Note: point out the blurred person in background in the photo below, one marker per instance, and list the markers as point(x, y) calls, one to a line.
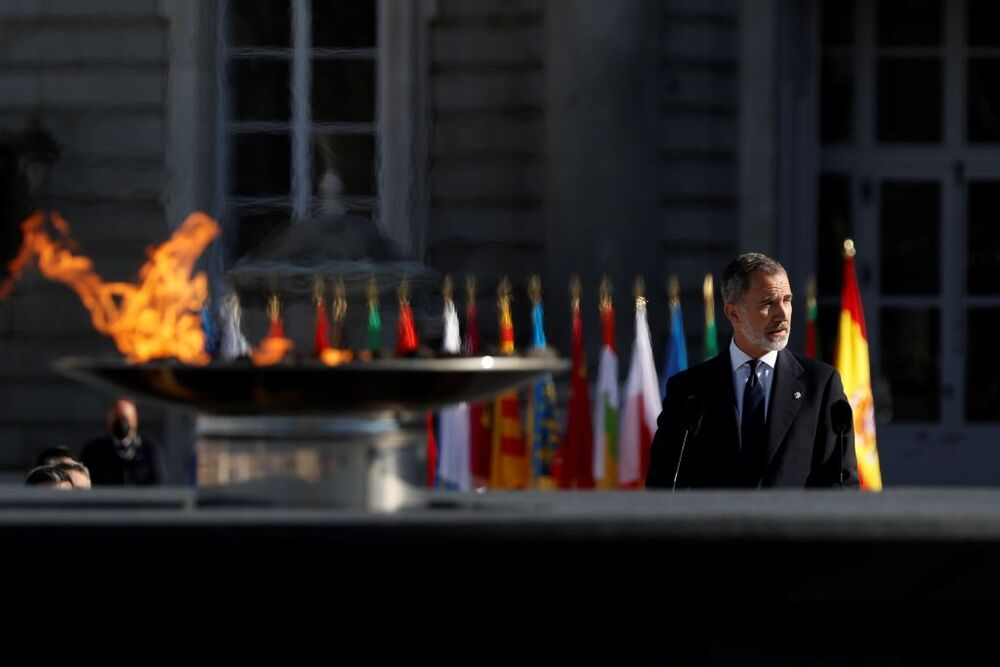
- - - -
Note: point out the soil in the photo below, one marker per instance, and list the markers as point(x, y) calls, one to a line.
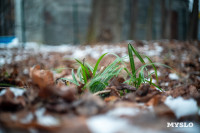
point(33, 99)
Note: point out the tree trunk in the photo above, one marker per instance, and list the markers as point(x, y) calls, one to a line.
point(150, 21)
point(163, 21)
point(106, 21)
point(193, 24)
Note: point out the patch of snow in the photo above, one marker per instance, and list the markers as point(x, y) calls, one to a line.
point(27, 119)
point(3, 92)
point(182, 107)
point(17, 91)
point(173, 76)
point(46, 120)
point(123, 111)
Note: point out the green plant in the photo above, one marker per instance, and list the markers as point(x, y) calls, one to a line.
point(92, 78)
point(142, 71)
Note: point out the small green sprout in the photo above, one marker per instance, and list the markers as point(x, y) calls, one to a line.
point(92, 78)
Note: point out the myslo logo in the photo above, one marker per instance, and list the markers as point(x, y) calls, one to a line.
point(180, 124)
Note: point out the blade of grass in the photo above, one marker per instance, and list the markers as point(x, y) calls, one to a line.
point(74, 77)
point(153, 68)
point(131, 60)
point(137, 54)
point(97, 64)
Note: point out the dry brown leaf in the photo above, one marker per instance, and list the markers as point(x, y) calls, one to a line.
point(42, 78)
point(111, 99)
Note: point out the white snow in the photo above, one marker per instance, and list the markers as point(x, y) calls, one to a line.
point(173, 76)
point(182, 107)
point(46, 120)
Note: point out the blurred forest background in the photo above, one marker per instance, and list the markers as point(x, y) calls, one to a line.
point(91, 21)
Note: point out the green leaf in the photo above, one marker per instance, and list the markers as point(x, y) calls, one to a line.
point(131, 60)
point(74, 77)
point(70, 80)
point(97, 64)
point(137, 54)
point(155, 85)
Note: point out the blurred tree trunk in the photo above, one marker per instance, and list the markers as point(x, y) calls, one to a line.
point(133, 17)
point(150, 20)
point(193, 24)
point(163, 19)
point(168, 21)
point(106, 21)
- - - -
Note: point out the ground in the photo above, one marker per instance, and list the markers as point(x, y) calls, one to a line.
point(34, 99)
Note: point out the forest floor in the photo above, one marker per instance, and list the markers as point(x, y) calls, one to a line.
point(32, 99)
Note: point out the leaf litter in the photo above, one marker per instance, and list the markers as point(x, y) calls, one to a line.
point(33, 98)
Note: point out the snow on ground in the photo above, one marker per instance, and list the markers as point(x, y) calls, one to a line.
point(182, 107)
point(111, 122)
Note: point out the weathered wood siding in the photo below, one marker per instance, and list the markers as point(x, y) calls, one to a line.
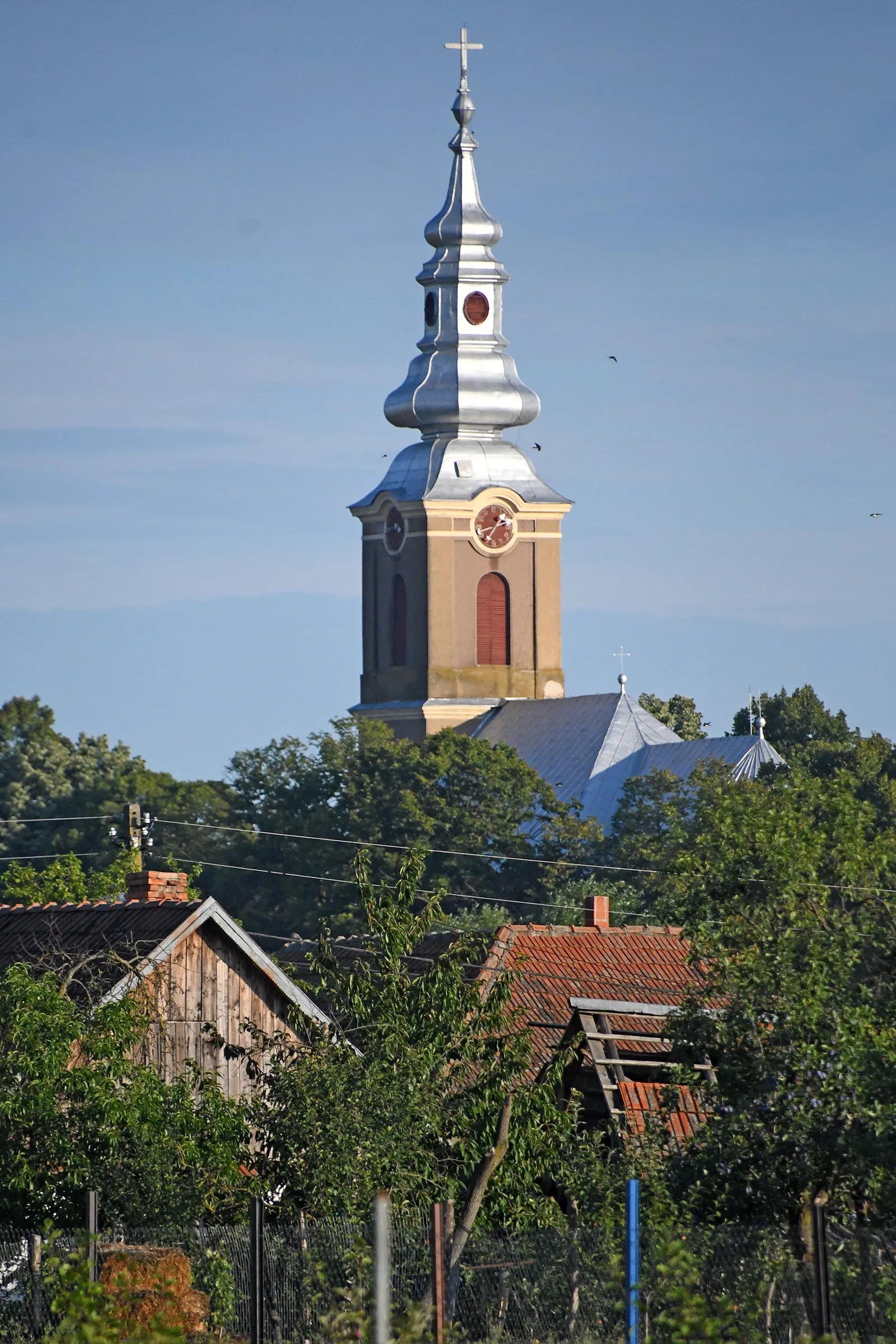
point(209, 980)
- - - -
> _WRITTEN PROBLEM_
Please turn the records from the line with "Note: point out the snow" to the line with "point(209, 980)", both included, into a numbered list. Skip blank lines and leave the pictures out.

> _RESPONSE_
1. Note: point out the snow on ground in the photo above, one marker per instance, and list the markers as point(x, y) calls, one to a line.
2. point(182, 107)
3. point(111, 122)
4. Note: point out the weathered wood siding in the photo below, one marker per instance, and list the markers as point(x, y) calls, one to a line.
5. point(209, 980)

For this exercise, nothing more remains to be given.